Activity: The answer must consist of every line in the data below that holds the word "surface".

Image-grounded pointing data:

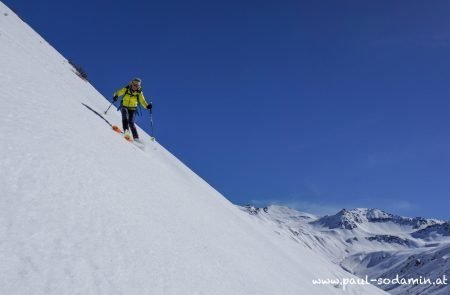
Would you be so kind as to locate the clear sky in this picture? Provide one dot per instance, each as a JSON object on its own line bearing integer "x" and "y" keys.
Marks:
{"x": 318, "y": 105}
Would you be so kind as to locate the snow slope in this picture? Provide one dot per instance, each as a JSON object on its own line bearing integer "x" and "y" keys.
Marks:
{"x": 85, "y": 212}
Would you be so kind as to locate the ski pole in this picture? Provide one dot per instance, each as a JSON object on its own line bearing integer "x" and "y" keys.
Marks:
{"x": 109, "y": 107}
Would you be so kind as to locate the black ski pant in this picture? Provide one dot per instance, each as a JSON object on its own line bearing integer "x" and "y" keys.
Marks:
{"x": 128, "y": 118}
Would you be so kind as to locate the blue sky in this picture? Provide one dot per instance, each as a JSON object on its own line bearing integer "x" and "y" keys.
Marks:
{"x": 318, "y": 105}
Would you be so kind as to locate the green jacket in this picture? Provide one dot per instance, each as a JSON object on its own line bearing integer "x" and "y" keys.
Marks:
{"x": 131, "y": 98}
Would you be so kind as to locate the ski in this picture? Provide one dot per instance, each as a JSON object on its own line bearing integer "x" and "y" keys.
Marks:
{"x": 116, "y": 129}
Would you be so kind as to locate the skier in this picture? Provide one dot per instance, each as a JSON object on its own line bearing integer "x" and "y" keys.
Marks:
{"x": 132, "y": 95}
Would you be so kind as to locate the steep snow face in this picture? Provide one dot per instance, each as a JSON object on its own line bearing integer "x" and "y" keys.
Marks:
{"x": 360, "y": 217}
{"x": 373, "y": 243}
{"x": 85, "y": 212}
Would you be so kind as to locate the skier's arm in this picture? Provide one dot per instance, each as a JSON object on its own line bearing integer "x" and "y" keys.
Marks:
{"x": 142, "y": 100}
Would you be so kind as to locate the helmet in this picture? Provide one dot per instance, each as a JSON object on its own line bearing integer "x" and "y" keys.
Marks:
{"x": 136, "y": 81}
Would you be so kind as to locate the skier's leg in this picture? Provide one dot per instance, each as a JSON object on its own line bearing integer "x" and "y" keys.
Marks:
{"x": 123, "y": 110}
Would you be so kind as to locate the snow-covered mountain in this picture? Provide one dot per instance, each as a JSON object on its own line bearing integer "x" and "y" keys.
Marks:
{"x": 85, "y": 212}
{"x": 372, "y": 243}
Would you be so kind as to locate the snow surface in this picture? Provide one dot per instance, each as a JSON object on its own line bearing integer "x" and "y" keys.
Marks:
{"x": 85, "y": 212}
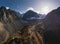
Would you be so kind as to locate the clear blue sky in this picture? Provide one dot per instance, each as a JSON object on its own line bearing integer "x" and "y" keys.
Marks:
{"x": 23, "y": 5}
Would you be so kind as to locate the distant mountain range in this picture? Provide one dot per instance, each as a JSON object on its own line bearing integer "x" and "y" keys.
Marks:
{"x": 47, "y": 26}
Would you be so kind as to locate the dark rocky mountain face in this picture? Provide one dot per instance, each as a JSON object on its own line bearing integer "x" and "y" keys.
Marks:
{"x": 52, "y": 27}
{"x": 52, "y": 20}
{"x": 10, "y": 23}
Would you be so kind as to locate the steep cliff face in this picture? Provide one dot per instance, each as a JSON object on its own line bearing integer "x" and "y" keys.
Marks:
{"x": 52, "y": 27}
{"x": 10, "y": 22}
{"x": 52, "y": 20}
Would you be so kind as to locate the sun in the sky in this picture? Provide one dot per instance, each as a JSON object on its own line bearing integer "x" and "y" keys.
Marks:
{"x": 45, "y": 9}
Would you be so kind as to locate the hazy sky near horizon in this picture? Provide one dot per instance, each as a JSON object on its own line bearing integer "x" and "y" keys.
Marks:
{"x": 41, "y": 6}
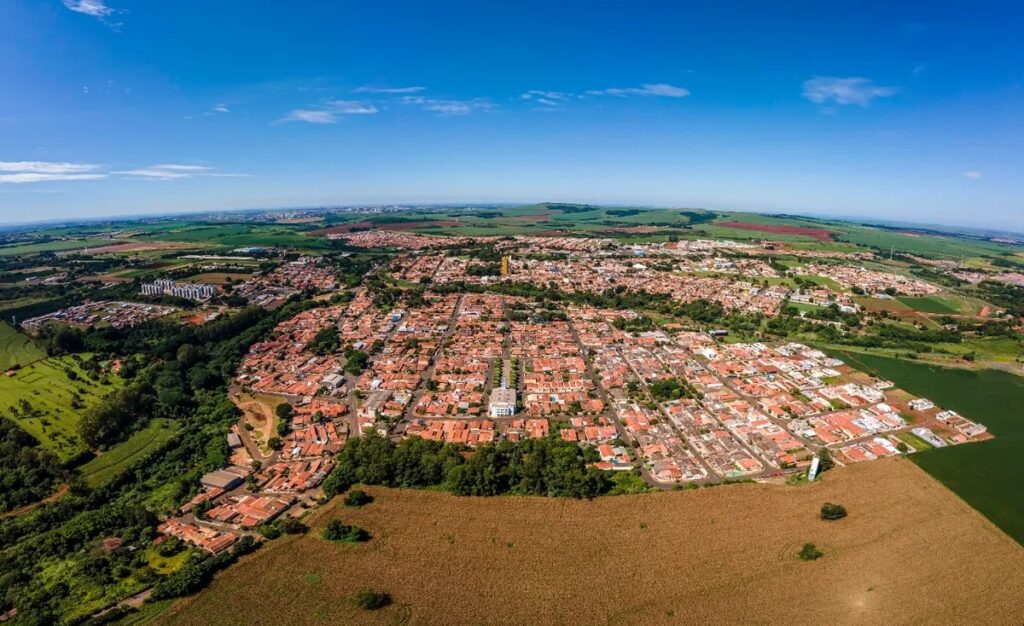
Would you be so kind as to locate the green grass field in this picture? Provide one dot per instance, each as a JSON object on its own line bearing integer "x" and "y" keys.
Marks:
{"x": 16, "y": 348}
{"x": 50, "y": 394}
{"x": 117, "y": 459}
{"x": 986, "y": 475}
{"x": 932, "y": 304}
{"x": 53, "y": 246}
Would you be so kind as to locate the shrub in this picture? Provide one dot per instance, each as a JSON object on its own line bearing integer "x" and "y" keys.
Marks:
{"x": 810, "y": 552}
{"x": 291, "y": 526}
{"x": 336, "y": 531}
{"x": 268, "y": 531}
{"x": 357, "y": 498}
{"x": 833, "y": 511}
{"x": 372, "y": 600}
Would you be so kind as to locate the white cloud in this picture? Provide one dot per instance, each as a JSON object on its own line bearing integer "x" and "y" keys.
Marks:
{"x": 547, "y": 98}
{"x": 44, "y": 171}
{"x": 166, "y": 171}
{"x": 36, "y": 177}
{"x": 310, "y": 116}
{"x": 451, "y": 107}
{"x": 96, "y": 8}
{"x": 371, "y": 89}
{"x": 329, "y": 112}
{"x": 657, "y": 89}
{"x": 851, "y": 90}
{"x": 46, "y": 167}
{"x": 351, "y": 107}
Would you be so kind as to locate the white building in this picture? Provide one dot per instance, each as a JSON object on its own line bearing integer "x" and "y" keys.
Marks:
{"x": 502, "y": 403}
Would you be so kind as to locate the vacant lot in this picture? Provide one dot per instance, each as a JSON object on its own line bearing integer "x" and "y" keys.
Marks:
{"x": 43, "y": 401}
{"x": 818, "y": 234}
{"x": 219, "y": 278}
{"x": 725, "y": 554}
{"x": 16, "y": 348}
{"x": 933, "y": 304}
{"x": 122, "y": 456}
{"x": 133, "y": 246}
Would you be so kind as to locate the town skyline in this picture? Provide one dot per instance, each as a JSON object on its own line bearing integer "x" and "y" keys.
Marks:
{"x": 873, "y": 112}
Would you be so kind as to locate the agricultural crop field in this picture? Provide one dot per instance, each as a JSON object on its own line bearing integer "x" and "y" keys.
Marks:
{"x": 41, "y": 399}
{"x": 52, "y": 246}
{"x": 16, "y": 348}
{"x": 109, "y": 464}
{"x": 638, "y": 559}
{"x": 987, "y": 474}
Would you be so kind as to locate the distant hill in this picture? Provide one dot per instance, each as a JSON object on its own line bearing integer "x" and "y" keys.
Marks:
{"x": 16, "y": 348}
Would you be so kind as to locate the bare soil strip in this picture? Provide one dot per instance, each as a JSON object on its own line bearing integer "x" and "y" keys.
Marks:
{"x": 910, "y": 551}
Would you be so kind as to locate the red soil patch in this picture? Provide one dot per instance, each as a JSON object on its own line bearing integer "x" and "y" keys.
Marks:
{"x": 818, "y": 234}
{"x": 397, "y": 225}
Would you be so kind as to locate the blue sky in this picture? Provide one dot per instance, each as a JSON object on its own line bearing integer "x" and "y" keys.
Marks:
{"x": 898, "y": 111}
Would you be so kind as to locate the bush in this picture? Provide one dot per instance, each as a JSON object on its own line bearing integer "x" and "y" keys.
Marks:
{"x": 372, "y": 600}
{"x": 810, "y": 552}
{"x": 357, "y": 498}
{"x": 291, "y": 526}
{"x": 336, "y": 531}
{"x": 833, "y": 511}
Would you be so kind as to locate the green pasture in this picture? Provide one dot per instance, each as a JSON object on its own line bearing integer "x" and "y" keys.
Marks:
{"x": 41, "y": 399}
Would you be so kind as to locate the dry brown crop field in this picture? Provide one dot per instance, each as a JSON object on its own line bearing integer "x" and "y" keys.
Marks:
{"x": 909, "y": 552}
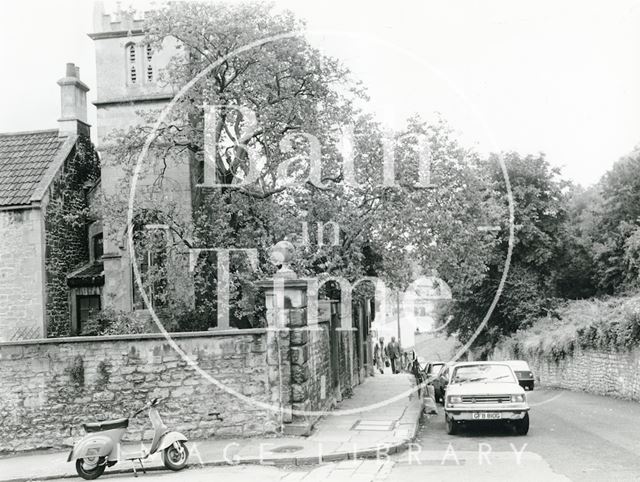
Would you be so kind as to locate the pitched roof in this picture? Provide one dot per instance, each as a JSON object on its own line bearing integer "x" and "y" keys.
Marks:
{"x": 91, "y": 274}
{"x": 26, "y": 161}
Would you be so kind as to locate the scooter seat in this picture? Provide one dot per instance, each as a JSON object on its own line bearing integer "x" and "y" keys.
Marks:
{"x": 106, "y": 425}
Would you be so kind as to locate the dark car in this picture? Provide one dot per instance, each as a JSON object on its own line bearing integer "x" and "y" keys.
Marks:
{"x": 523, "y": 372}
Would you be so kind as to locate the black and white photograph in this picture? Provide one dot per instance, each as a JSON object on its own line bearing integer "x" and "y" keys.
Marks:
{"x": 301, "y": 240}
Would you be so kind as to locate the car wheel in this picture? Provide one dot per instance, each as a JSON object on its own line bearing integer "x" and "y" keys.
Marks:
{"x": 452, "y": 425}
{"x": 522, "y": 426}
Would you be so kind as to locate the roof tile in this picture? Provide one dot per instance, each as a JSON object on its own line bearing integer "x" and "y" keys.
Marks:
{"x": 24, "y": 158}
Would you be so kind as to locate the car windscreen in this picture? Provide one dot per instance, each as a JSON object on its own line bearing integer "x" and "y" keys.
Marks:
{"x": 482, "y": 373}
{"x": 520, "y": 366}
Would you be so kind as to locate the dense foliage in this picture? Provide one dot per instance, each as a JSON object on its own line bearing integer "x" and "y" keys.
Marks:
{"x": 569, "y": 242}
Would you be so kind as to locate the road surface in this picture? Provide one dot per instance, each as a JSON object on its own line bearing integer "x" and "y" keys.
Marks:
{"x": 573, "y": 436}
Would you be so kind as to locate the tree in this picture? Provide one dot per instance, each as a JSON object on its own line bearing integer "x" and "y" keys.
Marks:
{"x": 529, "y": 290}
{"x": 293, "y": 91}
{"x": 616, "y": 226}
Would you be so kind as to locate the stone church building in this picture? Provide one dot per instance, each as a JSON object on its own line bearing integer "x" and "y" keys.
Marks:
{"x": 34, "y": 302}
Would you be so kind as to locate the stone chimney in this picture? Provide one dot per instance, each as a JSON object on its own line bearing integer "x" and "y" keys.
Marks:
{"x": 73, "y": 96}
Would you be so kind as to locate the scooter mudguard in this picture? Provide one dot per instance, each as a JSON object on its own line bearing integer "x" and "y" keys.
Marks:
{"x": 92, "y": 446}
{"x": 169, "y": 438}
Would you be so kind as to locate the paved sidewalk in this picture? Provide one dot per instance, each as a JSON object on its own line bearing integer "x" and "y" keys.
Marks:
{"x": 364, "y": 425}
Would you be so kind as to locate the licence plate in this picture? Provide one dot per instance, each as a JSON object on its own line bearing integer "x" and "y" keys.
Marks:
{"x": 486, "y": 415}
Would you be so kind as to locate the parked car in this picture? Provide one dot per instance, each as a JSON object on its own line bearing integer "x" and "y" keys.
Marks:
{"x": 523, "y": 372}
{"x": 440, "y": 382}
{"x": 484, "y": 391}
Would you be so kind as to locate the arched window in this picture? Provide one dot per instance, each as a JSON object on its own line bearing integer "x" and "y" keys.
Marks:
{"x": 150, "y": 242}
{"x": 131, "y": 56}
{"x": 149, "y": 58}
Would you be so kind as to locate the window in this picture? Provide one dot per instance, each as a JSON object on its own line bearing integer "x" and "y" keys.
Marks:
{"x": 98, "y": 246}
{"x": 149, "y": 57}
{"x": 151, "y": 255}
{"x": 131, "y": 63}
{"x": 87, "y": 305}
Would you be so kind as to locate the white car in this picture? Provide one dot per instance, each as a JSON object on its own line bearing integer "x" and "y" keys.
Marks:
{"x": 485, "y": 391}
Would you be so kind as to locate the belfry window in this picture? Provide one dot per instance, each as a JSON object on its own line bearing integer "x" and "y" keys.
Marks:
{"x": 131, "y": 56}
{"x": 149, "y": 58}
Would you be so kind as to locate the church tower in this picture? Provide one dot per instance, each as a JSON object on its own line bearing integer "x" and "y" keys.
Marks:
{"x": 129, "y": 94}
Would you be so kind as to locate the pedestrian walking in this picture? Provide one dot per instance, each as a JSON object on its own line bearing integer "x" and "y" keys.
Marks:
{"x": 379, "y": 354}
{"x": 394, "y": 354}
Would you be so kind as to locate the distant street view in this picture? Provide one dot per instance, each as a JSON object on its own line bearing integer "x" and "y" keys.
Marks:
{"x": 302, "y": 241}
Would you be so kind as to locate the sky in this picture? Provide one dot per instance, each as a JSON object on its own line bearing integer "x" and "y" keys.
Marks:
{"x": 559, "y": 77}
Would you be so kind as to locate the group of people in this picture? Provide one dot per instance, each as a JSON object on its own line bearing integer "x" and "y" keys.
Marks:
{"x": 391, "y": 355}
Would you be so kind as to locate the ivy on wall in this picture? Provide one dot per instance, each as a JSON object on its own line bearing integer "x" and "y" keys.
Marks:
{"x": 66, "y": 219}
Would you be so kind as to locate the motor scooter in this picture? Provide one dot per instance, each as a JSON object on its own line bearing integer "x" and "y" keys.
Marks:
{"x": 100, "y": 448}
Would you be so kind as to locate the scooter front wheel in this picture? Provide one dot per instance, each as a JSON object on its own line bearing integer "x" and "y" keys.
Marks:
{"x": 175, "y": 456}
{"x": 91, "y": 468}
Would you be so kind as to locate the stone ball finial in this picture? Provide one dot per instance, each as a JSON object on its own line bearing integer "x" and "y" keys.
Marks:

Solution below:
Would you be so kind as to locate the snow surface in this picture? Provide one dot per instance, each as a JSON object on its own line bearing integer "x" and "y" keys.
Would you be so kind as to locate the road surface in this picture? Provide one dot per instance, each as a JSON object on its own line bearing integer "x" and "y" keys.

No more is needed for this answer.